Aim of the exercise – Reproduce the records word for word, from their first line up to and including the line that contains "[269,179,276,258]".

Dataset extract –
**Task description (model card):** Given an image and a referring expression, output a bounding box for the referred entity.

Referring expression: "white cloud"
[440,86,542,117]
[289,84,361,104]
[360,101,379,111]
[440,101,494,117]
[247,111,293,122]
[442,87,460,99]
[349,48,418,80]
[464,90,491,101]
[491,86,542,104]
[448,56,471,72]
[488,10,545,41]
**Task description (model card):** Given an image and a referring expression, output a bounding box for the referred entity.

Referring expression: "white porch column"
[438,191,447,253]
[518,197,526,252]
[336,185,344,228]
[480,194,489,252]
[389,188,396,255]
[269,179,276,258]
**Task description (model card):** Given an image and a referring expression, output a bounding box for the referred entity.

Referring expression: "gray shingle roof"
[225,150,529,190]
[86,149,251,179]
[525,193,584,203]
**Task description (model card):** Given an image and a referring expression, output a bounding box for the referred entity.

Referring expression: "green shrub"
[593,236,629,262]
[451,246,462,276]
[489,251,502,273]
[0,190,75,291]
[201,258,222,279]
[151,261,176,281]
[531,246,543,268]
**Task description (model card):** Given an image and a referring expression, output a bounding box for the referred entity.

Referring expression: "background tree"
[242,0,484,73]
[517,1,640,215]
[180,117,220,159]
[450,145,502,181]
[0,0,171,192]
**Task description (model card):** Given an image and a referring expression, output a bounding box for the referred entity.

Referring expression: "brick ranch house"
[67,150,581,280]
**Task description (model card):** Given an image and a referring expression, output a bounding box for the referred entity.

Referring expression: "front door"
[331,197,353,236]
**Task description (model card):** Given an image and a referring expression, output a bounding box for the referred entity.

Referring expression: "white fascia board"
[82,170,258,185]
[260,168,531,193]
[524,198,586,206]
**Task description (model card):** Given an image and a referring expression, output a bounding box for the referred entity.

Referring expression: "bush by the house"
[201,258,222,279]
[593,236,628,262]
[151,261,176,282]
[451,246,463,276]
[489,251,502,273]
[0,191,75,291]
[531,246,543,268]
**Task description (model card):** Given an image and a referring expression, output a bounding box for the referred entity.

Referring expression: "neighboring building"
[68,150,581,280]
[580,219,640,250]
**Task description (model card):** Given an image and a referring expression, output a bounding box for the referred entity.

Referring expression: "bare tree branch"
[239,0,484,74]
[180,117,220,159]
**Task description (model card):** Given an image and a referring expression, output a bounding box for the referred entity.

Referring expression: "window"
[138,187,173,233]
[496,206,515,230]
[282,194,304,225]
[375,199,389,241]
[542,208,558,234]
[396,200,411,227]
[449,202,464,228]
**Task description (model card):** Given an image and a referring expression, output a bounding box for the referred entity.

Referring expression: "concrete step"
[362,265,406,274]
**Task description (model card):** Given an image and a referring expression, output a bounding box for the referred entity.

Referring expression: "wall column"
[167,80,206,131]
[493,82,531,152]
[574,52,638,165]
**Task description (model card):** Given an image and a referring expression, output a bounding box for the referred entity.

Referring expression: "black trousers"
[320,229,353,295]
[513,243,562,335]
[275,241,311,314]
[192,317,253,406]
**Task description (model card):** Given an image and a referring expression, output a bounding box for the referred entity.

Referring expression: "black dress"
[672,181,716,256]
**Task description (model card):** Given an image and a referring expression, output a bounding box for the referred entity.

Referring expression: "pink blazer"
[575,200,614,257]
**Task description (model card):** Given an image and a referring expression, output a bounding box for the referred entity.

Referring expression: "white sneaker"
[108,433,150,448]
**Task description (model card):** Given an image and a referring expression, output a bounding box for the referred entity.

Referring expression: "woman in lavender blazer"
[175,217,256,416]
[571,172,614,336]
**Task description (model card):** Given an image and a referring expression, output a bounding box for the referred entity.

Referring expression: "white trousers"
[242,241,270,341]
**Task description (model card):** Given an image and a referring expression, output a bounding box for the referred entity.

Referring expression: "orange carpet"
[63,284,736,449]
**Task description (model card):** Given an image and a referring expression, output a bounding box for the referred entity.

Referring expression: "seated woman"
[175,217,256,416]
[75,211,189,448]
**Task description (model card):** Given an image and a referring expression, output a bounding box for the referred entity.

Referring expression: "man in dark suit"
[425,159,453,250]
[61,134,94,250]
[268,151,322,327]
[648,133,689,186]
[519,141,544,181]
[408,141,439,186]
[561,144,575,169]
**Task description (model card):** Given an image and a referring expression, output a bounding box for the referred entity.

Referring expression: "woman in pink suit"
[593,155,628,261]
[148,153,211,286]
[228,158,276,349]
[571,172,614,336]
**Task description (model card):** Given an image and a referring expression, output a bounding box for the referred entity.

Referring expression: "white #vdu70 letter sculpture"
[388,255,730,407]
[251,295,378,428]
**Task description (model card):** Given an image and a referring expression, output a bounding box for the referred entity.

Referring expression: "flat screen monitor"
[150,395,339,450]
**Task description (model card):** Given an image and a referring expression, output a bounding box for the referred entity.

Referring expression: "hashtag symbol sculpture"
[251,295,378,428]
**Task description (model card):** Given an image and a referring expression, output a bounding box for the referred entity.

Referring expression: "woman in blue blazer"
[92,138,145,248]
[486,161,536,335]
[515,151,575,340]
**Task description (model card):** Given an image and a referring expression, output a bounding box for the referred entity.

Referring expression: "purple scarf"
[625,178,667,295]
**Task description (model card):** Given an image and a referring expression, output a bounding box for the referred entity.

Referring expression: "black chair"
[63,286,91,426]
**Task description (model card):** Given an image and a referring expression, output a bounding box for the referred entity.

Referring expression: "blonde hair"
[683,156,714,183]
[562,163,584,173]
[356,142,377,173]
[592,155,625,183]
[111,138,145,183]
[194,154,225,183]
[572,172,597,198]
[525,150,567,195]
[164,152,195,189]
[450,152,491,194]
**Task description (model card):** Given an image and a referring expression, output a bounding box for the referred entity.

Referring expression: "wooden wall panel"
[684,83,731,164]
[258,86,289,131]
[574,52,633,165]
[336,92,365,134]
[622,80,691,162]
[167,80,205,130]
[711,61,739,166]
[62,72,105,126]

Response to the exercise –
**Task description (model card):** Given an image and a referring expression, output a bounding box for the referred entity.

Referring expression: "white cloud"
[440,86,542,117]
[289,84,361,104]
[360,101,379,111]
[440,101,494,117]
[247,111,293,122]
[442,87,460,99]
[349,48,418,80]
[464,90,491,101]
[491,86,542,104]
[448,56,471,72]
[488,10,545,41]
**Task description (model card):** Given an image and a referring expression, output a bounding box for the referred entity.

Referring expression: "white porch column"
[438,191,447,253]
[518,197,526,252]
[336,185,344,228]
[480,194,489,252]
[389,188,396,255]
[269,179,276,258]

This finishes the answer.